==== Supplied data ====

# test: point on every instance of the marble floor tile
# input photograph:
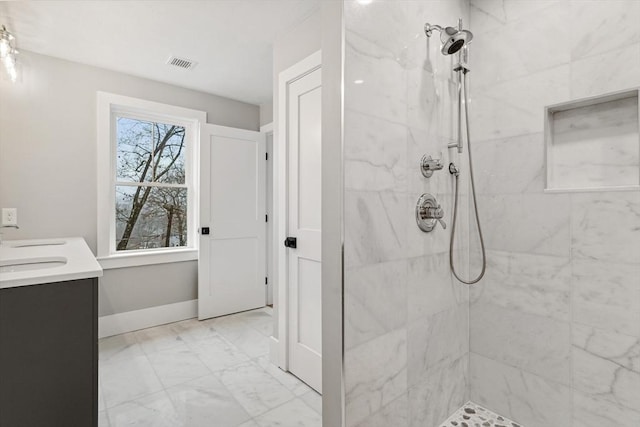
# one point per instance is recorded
(119, 347)
(256, 390)
(159, 338)
(314, 400)
(128, 379)
(294, 413)
(218, 354)
(291, 382)
(200, 401)
(177, 365)
(103, 420)
(155, 410)
(200, 380)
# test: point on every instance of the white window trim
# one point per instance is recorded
(109, 104)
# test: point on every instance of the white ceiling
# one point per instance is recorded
(231, 40)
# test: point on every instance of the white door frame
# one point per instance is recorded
(280, 148)
(268, 129)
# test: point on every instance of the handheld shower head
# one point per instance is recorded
(452, 39)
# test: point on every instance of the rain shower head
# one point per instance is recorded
(452, 38)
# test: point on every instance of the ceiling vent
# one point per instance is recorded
(183, 63)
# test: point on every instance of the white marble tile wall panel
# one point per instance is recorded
(488, 14)
(442, 392)
(531, 223)
(513, 165)
(623, 350)
(516, 107)
(376, 157)
(431, 287)
(376, 300)
(611, 71)
(602, 377)
(539, 345)
(394, 414)
(525, 398)
(521, 47)
(589, 411)
(436, 341)
(375, 226)
(595, 146)
(421, 142)
(402, 109)
(375, 53)
(604, 226)
(375, 375)
(590, 20)
(534, 284)
(606, 295)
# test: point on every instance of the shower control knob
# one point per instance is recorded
(428, 212)
(428, 165)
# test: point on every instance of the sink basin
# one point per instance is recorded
(15, 265)
(35, 244)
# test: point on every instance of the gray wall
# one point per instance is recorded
(405, 316)
(48, 164)
(555, 325)
(292, 47)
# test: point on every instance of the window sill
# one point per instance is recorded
(147, 258)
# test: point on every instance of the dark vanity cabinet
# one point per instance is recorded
(49, 355)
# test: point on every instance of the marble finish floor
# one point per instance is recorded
(472, 415)
(211, 373)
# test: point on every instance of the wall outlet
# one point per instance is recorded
(9, 216)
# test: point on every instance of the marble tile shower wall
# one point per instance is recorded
(555, 325)
(406, 320)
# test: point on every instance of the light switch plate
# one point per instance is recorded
(9, 216)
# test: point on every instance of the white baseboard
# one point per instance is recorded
(273, 350)
(129, 321)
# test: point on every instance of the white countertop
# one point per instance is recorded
(61, 259)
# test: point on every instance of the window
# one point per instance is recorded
(146, 181)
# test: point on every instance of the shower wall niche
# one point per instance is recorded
(594, 143)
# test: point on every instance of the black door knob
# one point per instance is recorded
(291, 242)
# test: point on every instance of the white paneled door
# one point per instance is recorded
(231, 266)
(304, 223)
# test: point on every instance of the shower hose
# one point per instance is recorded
(463, 82)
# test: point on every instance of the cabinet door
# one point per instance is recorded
(48, 355)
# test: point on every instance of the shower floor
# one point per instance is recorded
(472, 415)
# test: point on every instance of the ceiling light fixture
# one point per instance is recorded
(8, 53)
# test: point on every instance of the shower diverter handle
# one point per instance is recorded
(428, 211)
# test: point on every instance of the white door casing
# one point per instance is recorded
(231, 266)
(303, 206)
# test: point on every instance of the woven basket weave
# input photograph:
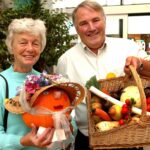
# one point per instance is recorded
(128, 135)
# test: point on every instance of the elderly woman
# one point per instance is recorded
(26, 40)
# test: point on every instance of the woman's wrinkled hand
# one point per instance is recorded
(134, 61)
(40, 141)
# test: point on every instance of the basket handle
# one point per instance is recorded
(141, 91)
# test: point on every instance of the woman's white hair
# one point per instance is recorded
(35, 27)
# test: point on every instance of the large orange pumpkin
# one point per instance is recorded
(54, 99)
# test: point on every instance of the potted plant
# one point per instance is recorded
(58, 38)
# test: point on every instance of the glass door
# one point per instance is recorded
(116, 26)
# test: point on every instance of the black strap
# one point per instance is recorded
(6, 111)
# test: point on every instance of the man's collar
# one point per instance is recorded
(102, 48)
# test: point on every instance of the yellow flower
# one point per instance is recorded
(110, 75)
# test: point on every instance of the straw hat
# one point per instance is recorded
(75, 92)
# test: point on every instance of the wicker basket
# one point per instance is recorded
(128, 135)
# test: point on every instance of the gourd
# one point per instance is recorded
(53, 99)
(131, 92)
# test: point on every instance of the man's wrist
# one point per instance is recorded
(141, 66)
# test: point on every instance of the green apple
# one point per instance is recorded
(131, 92)
(115, 112)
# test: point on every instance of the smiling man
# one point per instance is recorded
(96, 54)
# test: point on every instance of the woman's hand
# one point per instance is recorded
(40, 141)
(134, 61)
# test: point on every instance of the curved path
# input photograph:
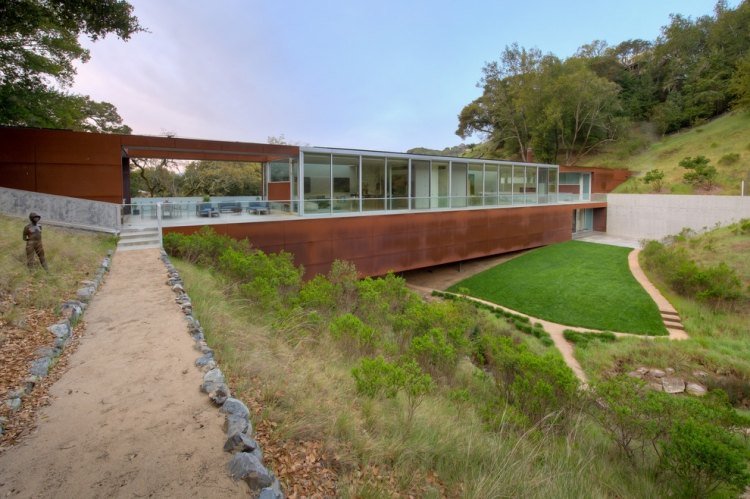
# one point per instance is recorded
(555, 330)
(127, 418)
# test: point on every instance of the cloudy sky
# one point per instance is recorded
(386, 75)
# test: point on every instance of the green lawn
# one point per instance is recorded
(572, 283)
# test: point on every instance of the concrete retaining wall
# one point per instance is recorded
(61, 210)
(655, 216)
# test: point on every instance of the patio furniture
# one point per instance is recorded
(258, 208)
(230, 207)
(206, 210)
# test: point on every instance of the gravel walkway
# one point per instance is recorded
(127, 418)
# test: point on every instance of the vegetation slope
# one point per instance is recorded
(725, 141)
(360, 388)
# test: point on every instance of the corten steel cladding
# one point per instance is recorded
(377, 244)
(603, 180)
(89, 165)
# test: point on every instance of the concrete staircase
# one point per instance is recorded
(135, 239)
(671, 320)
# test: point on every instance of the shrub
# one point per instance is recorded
(715, 284)
(354, 333)
(434, 352)
(701, 173)
(379, 377)
(203, 248)
(704, 457)
(268, 279)
(537, 386)
(655, 178)
(344, 278)
(729, 158)
(691, 439)
(381, 298)
(319, 293)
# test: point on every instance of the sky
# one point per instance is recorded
(381, 75)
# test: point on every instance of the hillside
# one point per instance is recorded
(725, 141)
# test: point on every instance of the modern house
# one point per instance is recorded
(383, 211)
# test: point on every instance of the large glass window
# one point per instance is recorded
(553, 185)
(398, 177)
(373, 184)
(586, 186)
(458, 184)
(420, 184)
(317, 182)
(345, 183)
(476, 184)
(439, 185)
(519, 184)
(530, 187)
(543, 185)
(506, 184)
(279, 171)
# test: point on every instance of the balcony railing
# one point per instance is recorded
(238, 209)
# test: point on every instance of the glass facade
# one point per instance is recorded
(346, 181)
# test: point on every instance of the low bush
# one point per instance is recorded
(539, 387)
(695, 441)
(354, 334)
(729, 158)
(377, 376)
(434, 352)
(716, 284)
(202, 248)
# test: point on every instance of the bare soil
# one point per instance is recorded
(127, 419)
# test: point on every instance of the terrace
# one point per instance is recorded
(338, 182)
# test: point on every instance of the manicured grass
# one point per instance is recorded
(572, 283)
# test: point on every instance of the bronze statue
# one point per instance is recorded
(32, 234)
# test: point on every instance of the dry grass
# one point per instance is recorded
(29, 302)
(302, 395)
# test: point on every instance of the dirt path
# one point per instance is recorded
(127, 418)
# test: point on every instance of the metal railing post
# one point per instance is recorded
(158, 222)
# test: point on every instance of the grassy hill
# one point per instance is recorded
(725, 141)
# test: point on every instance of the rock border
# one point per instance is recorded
(247, 457)
(62, 330)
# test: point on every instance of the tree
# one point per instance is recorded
(701, 173)
(221, 178)
(505, 111)
(655, 178)
(157, 177)
(557, 107)
(39, 43)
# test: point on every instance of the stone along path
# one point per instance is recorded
(127, 418)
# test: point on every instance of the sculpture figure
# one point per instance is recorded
(32, 234)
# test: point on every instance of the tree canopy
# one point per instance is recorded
(563, 109)
(39, 43)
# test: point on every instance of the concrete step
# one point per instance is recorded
(138, 247)
(674, 325)
(130, 241)
(136, 239)
(668, 312)
(139, 233)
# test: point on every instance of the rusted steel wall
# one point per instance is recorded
(603, 180)
(80, 165)
(600, 219)
(89, 165)
(377, 244)
(279, 191)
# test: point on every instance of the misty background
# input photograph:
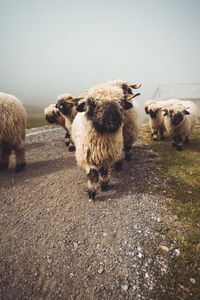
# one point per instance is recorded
(51, 47)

====

**Objective:**
Everything from the line with "# test: point on every instance of the stone" through the final line of the records above should be written out exactly, minus the pictures.

**The answer:**
# test: point on every instance of the stone along path
# one point per instance is recorded
(127, 418)
# test: point on every instance of the sculpture figure
# one point per instance is recorded
(32, 234)
# test: point on every instance of the tree canopy
# one point per instance is recorded
(563, 109)
(39, 43)
# test: point on every instance of the concrete step
# one point per instance is recorded
(138, 247)
(674, 325)
(130, 241)
(136, 239)
(668, 312)
(139, 233)
# test: point on every instance of the rusted steel wall
# one point per instance is recorded
(603, 180)
(80, 165)
(600, 219)
(89, 165)
(377, 244)
(279, 191)
# test: point on every instance of the misty background
# input photograph:
# one point per instance is recorded
(51, 47)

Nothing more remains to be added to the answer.